**Task brief:** From the passage below on Gotabaya Rajapaksa's interview, list every person it names.

The ousted leader has confidently cleared India’s Research and Analysis Wing (RAW) of complicity in the operation. What made him call Indian National Security Advisor (NSA) Ajit Doval ‘a good man,’ in response to Abeyagoonasekera’s pointed query. Abeyagoonasekera quoted Gotabaya Rajapaksa as having said: “… he would never do such things.” The ex-President must have some reason to call Doval a good friend, regardless of intense pressure exerted on him and the Mahinda Rajapaksa government by the Indians to do away with large scale Chinese-funded projects. (Doval in late October last year declared “poor governance” was the reason behind uprisings that led to change of governments in Bangladesh, Nepal, and Sri Lanka over the period of past three-and-a-half years. The media quoted Doval as having said, during a function in New Delhi, that democracy and non-institutional methods of regime change in countries, such as Bangladesh, Sri Lanka and Nepal, created their own set of problems. That was the first time a senior Indian government official made remarks on Nepal’s government change, followed by the Gen Z uprising in early September, 2025.)

Gotabaya Rajapaksa also cleared the Chinese of seeking to oust him. It would be pertinent to mention that China reacted sternly when at the onset of the Gotabaya presidency, the President suggested the need to re-negotiate the Hambantota Port deal.

During the treacherous ‘Yahapalana’ administration (2015 to 2019) Gotabaya Rajapaksa told me how Doval had pressed him to halt not only the Colombo Port City project but to take back Hambantota Port as well. By then, the Chinese had twisted the arms of the Yahapalana leaders Mairthpala Sirisena and Ranil Wickremesinghe and secured the Hambantota Port on a 99-year lease in a one-sided USD 1.2 bn deal. The Colombo Port City project, that had been halted by the Yahapalana government, too, was resumed possibly under Chinese threat or for some money incentive.

Once Wijeyadasa Rajapakshe, PC, declared, at a hastily arranged media briefing at Sri Lanka Foundation (SLF), that Sri Lanka would be relentlessly targeted as long as the Chinese held the Hambantota Port. The writer was present at that media briefing.

Wijeyadasa Rajapakshe said so in the aftermath of the 2019 Easter Sunday carnage, while disclosing his abortive bid to convince the Yahapalana government to abrogate the Hambantota Port deal. Did the parliamentarian know something we were not aware of? The author’s assessment, regarding the Easter Sunday attacks, based on interviews with Chinese officials and scholars, is frightening and an acknowledgement of a possible Western role in Sri Lanka’s destabilisation plot.

The ousted leader, in his lengthy interview with Abeyagoonasekera, made some attention-grabbing comments on the then US Ambassador here, Julie Chung. The ex-President questioned a particular aspect of Chung’s conduct during the protest campaign but his decision not to reveal it all in his memoirs is a mystery. Perhaps, one of the most thought-provoking queries raised by Abeyagoonasekera is the rationale in Gotabaya Rajapaksa’s claim that he didn’t want to suppress the protest campaign by using force against the backdrop of his own declaration that the CIA orchestrated the project.

**Raw records:**
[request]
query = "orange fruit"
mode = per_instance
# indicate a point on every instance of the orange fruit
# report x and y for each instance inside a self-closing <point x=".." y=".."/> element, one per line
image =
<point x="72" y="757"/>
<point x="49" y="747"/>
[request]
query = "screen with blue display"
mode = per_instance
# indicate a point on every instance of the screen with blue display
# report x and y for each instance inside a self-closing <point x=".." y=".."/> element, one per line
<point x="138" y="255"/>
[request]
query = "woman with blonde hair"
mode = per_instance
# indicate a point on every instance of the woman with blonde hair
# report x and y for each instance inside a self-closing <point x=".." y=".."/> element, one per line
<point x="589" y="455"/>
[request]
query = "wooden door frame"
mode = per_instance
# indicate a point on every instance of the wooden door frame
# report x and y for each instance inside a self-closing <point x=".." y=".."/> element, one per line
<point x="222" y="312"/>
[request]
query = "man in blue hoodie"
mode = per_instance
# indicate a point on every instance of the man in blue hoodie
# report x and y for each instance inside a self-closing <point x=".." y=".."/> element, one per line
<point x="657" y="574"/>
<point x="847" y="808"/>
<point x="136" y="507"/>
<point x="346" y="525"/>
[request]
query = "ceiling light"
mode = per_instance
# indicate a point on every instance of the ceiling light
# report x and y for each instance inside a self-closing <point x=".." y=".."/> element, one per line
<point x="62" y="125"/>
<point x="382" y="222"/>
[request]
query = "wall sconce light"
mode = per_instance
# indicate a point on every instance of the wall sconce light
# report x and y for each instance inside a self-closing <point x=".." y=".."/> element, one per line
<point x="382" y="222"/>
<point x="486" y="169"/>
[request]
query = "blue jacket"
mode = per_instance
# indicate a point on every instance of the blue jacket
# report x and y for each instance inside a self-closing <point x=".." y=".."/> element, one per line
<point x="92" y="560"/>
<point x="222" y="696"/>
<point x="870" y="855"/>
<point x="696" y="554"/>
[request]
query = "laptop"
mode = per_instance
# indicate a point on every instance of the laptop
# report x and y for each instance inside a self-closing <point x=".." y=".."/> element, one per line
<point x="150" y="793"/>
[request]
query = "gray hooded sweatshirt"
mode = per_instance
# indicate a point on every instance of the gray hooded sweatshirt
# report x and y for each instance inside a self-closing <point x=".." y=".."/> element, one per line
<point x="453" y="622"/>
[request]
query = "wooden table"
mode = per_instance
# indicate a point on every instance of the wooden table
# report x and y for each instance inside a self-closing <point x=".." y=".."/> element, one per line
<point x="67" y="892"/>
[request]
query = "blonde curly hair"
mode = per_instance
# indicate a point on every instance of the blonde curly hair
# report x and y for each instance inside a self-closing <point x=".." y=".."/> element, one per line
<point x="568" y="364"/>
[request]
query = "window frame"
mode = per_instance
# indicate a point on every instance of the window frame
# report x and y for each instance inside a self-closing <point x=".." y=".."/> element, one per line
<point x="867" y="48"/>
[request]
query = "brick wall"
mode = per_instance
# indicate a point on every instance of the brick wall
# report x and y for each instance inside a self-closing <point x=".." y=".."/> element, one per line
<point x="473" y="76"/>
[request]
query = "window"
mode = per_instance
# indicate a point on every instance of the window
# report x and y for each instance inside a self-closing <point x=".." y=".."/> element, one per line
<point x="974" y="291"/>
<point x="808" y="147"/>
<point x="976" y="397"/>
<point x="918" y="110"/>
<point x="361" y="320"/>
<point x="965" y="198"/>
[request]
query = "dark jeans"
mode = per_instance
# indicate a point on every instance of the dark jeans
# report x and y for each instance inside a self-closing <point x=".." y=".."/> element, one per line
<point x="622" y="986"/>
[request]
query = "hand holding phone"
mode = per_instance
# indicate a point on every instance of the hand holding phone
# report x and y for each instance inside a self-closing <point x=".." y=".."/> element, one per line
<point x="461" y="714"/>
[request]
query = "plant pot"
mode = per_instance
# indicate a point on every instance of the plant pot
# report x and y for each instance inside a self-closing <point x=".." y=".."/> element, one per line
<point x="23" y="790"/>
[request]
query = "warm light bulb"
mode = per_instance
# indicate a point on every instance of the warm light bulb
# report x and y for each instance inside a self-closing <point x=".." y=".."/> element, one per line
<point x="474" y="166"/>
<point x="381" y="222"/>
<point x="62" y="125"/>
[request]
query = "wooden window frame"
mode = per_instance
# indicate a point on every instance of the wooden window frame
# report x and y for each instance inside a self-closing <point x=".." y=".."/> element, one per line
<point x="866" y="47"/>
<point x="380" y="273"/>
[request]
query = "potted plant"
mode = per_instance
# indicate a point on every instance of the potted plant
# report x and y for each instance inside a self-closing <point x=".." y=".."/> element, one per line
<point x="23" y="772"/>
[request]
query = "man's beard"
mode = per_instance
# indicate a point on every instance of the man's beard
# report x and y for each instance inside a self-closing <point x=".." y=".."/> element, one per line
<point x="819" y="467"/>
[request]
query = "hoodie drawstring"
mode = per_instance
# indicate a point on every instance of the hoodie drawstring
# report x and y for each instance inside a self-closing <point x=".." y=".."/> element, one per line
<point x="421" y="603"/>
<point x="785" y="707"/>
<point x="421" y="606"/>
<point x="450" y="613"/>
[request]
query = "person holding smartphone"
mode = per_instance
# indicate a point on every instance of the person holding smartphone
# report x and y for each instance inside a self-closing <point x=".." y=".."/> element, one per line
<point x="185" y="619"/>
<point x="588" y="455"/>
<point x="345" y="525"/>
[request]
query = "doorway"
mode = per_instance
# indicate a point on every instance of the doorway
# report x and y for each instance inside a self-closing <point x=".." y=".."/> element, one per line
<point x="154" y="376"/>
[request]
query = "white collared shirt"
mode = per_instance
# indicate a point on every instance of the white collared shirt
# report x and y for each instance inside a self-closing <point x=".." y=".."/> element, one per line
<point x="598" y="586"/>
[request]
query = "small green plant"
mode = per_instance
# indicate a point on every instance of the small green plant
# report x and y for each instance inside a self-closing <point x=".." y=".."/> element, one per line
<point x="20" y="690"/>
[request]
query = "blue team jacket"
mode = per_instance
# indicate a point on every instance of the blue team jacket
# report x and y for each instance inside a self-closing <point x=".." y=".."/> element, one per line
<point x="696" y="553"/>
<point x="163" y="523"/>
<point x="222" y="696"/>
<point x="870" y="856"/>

**Response below:**
- Gotabaya Rajapaksa
- Ajit Doval
- Abeyagoonasekera
- Mahinda Rajapaksa
- Mairthpala Sirisena
- Ranil Wickremesinghe
- Wijeyadasa Rajapakshe
- Julie Chung